■ EXCERPTED TEXT
=====

First Students Begin New Dual Degree Program


Anne Harding

| Photo by Jörg Meyer

Second-year P&S students Deborah Smith and Michael May are the first P&S students to enroll in the new MD/MS in biomedical sciences program, launched to fill the gap between the scholarly projects program and the MD/PhD program.

Students complete a thesis after a wide-ranging exploration of their field of interest. Key components of the first year include the Medical Scholars Seminar, in which P&S students discuss and present on topics of interest in biomedical research, and the Research at P&S Seminars, a series of lectures specifically tailored to medical students and delivered by prominent Columbia faculty in a variety of research fields.

Also in the program’s first year, students search out, attend, and report on an additional 40 seminars of their choice at Columbia and other institutions throughout the city. “I have found that to be one of the highlights of my medical school experience so far,” says Mr. May. “The major clinical year is also important to determining what is next. That’s definitely the year when you learn the most about lots of different professions and get a better sense of what you want to do and therefore what you want to do research about.”

Mr. May, who has an undergraduate degree in mathematics from Columbia, is interested in radiation oncology. So far he has taken a graduate biology class in gene regulation, learned to program in R (a statistical computer programming language that can be used in many research fields), taken an online course in biostatistics at the Mailman School of Public Health, and conducted breast cancer research in radiation oncology. 

His interest in radiation oncology came about after a close friend was diagnosed with brain cancer at age 18. “That seemed like a field where I’d be able to apply that background and continue to do math and medicine, because there’s a lot of physics behind the designing of radiation procedures,” says Mr. May.

Although Mr. May did not know he wanted to pursue research during medical school, Ms. Smith, a Brown University graduate, was already planning on a career in academic medicine when she enrolled at P&S. “I was lucky enough to receive fantastic training in basic cell biology, molecular biology, genetics, biochemistry and bioinformatics in college, working on research focused on translation and ribosome biogenesis, and while working as a research fellow at the National Cancer Institute focusing on chromatin structure and epigenetic regulation of gene expression,” she says. “So, I am excited to participate in the MD/MS program to start making that transition into medical research while at P&S.”

=====

Could you rewrite the paragraph of the dual degree article beginning "Mr. May, who has an undergraduate degree" as a bulleted list, keeping its main facts? The material that comes after this article is separate from it.

=====

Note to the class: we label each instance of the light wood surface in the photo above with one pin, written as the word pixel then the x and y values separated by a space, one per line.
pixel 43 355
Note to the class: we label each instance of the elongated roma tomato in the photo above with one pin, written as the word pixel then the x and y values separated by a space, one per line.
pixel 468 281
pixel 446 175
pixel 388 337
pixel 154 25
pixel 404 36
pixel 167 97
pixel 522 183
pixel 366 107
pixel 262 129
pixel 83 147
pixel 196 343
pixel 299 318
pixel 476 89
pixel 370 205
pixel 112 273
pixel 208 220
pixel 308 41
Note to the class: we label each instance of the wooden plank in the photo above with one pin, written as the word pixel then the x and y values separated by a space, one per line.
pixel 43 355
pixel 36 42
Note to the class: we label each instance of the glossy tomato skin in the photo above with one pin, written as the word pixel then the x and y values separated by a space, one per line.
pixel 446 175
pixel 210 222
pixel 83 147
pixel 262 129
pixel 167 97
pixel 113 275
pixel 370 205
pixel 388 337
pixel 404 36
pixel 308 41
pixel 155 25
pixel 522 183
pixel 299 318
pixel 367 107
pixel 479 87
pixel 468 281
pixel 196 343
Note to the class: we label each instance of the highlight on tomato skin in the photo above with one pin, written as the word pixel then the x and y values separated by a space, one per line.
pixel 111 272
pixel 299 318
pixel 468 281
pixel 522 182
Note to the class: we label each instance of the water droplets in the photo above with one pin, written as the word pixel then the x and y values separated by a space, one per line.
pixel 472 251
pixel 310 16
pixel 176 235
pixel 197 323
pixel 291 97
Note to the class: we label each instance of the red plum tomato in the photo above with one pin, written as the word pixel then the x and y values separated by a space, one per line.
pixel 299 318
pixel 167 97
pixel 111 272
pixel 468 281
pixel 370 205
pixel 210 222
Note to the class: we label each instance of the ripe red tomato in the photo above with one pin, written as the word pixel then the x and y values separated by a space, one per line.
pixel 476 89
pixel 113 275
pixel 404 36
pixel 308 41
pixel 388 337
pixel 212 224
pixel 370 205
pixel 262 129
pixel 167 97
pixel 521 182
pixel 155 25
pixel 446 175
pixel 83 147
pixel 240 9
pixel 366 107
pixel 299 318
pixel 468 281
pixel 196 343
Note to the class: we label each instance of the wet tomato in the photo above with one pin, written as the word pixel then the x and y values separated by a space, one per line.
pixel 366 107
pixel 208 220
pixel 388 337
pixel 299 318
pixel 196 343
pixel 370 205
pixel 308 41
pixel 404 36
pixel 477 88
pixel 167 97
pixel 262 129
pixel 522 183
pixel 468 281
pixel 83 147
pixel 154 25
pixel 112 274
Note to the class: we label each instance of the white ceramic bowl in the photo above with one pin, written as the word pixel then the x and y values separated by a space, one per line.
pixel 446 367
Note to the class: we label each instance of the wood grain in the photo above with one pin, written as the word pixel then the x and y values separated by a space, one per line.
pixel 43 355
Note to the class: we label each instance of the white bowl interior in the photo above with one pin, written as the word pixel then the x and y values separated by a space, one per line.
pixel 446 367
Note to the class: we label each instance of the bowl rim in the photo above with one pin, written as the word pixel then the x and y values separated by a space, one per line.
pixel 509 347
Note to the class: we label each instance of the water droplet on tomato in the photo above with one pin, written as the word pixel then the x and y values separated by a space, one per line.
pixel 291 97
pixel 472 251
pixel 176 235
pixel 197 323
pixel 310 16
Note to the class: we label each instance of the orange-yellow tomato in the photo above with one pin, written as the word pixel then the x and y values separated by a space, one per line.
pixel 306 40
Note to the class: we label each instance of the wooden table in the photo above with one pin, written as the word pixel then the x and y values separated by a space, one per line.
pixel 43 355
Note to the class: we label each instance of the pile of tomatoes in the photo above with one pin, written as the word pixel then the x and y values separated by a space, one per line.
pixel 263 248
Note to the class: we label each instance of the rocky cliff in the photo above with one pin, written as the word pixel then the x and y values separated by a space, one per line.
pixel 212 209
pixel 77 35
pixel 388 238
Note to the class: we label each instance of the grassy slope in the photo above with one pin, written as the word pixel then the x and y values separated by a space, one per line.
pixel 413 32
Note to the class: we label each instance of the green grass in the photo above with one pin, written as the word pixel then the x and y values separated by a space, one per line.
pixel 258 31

=====

■ ANSWER FOR THIS EXERCISE
Mr. May:
- Holds an undergraduate degree in mathematics from Columbia
- Is interested in radiation oncology
- Has taken a graduate biology class in gene regulation
- Learned to program in R, a statistical programming language that can be used in many research fields
- Took an online biostatistics course at the Mailman School of Public Health
- Conducted breast cancer research in radiation oncology